:: Assignment ::
In the listing below, find the line containing "pixel 178 565" and the line containing "pixel 36 393". Repeat exactly those two lines and every line between them.

:: Extracted material ::
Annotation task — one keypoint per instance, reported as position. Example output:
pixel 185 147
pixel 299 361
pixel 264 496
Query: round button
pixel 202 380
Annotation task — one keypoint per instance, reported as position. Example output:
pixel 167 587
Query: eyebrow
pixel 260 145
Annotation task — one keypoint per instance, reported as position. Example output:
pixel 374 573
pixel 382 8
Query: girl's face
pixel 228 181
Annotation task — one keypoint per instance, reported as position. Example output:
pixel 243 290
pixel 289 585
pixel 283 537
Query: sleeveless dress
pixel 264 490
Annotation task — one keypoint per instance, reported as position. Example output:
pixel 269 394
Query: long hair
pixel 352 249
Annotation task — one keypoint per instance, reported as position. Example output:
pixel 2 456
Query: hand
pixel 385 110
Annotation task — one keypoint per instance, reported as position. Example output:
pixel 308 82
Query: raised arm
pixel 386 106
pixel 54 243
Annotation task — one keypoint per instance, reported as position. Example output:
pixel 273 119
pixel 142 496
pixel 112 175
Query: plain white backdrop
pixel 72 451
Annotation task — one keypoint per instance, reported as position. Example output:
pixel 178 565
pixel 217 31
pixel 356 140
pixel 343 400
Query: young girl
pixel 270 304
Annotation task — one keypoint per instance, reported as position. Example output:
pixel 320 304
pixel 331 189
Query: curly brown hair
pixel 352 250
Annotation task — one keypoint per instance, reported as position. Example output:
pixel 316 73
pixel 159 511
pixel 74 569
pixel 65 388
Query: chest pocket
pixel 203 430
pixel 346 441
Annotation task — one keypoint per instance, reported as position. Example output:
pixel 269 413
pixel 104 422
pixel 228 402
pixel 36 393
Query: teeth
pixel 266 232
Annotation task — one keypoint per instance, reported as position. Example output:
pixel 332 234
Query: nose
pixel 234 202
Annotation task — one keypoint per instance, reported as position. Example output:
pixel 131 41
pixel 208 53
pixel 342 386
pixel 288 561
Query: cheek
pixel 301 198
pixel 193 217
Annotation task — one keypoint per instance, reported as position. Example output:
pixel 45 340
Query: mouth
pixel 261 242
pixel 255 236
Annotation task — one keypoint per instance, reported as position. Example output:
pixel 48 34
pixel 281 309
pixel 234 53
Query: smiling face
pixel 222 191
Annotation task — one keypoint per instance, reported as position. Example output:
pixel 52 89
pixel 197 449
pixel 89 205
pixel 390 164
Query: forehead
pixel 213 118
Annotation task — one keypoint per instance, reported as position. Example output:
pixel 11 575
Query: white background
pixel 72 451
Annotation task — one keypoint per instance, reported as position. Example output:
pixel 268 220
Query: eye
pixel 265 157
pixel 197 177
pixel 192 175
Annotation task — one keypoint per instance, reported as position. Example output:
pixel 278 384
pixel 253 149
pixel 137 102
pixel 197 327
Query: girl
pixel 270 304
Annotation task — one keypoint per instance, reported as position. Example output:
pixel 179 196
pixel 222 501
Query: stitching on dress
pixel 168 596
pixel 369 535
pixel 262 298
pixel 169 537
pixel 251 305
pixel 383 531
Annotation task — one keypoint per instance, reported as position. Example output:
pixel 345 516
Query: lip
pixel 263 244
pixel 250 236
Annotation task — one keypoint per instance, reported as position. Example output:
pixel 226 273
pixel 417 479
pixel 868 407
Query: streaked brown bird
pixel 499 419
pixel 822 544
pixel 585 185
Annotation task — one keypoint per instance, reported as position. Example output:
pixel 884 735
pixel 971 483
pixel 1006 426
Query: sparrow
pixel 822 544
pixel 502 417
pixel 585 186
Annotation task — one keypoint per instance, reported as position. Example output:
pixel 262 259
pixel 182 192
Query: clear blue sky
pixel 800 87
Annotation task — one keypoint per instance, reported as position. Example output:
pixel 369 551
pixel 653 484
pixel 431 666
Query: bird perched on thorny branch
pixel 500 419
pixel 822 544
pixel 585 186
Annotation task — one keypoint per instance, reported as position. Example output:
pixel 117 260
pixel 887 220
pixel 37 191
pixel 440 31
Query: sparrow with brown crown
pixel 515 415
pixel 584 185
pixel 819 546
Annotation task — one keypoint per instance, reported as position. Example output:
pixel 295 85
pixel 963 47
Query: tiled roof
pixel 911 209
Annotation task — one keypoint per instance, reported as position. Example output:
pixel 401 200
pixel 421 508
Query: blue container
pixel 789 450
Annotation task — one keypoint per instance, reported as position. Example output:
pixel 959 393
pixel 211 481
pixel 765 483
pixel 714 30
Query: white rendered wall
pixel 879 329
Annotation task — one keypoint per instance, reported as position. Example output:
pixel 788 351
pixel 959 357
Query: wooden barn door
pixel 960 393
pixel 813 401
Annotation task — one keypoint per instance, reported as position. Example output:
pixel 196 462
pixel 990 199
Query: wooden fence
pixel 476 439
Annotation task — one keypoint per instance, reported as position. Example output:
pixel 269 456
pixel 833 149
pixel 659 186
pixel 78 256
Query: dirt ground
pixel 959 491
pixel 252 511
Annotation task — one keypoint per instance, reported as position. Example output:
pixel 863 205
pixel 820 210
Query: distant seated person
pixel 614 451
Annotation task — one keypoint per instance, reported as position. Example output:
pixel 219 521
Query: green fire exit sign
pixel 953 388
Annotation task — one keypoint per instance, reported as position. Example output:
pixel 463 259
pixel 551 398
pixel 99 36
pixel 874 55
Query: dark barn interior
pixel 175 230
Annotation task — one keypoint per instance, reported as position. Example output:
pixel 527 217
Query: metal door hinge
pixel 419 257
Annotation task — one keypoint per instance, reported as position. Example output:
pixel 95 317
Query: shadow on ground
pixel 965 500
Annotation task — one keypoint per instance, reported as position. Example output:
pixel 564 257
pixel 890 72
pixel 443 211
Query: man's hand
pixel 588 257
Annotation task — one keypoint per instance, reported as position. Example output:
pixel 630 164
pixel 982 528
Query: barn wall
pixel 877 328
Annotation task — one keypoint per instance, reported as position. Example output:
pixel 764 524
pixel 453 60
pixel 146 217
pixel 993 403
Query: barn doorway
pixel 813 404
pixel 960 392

:: Solved exercise ::
pixel 178 565
pixel 217 31
pixel 356 140
pixel 343 400
Query: young girl
pixel 270 304
Annotation task — one keypoint per instance, reported as position. Example output:
pixel 320 304
pixel 331 189
Query: curly brown hair
pixel 352 250
Annotation task — one keypoint per instance, reported as position. Example output:
pixel 316 73
pixel 159 511
pixel 74 569
pixel 65 388
Query: chest pocket
pixel 203 430
pixel 346 441
Annotation task — one keypoint per instance, reported as position. Example output:
pixel 269 413
pixel 104 422
pixel 228 402
pixel 36 393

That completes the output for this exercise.